[Brano citato]:
>>>
Riprendiamo da liberopensiero.eu, dove è stato pubblicato con il titolo “È il momento di introdurre il genere neutro nella lingua italiana?” –
Il presupposto fondamentale è che la lingua italiana non ha nulla di ideologico, bensì risponde ad esigenze comunicative: l’introduzione di un genere neutro, come esisteva in latino, potrebbe aiutare chi non si riconosce nel binarismo di genere a trovare un modo più efficace di comunicare.
Lingua neutra rispetto al genere: linguaggio sessuato e riconoscimento delle differenze
Alcune lingue sono più neutre di altre rispetto al genere; le lingue che derivano dal latino hanno però delle forti differenze di genere che risalgono all’antichità classica, e poco a poco la loro evoluzione ha escluso il neutro che, tra l’altro, veniva utilizzato per gli oggetti più che per le persone. Cambiare la struttura di una lingua è complesso ed si tratta di un processo non esattamente breve e agevole: anche piccole modifiche potrebbero essere viste e sentite come dei veri e propri atti di ostilità. La soluzione, tuttavia, non può essere quella di cristallizzare il ricorso al sistema binario, poiché la lingua è evoluzione.
<<<
[Esercizio proposto A]: Riscrivi la parte del brano sul genere neutro che si apre con le parole contenenti "Riprendiamo da liberopensiero.eu, dove" e si chiude con "efficace di comunicare.", sostituendo "binarismo" con "dualismo".
[Esercizio proposto B]:
Rispondi alle seguenti domande sul brano sul genere neutro.
(i) In quale lingua esisteva un genere neutro?
(ii) Per che cosa veniva utilizzato il neutro più che per le persone?
(iii) Per quale motivo la soluzione non può essere quella di cristallizzare il ricorso al sistema binario?

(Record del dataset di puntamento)
>>>
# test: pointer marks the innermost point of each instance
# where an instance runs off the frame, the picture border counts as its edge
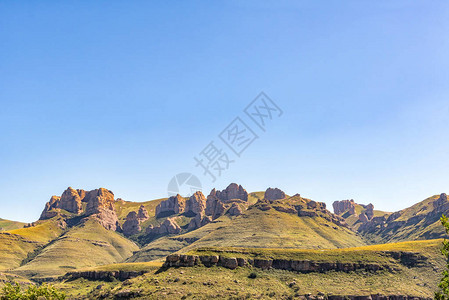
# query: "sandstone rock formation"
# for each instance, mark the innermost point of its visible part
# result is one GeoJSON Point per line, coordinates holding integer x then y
{"type": "Point", "coordinates": [363, 218]}
{"type": "Point", "coordinates": [233, 191]}
{"type": "Point", "coordinates": [218, 202]}
{"type": "Point", "coordinates": [199, 221]}
{"type": "Point", "coordinates": [142, 214]}
{"type": "Point", "coordinates": [100, 205]}
{"type": "Point", "coordinates": [71, 201]}
{"type": "Point", "coordinates": [302, 207]}
{"type": "Point", "coordinates": [133, 221]}
{"type": "Point", "coordinates": [131, 225]}
{"type": "Point", "coordinates": [50, 208]}
{"type": "Point", "coordinates": [272, 194]}
{"type": "Point", "coordinates": [173, 205]}
{"type": "Point", "coordinates": [235, 210]}
{"type": "Point", "coordinates": [344, 205]}
{"type": "Point", "coordinates": [369, 211]}
{"type": "Point", "coordinates": [408, 259]}
{"type": "Point", "coordinates": [196, 204]}
{"type": "Point", "coordinates": [169, 226]}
<<<
[Risposta A]:
Riprendiamo da liberopensiero.eu, dove è stato pubblicato con il titolo “È il momento di introdurre il genere neutro nella lingua italiana?” –
Il presupposto fondamentale è che la lingua italiana non ha nulla di ideologico, bensì risponde ad esigenze comunicative: l’introduzione di un genere neutro, come esisteva in latino, potrebbe aiutare chi non si riconosce nel dualismo di genere a trovare un modo più efficace di comunicare.

[Risposta B]:
(i) In latino.
(ii) Per gli oggetti.
(iii) Perché la lingua è evoluzione.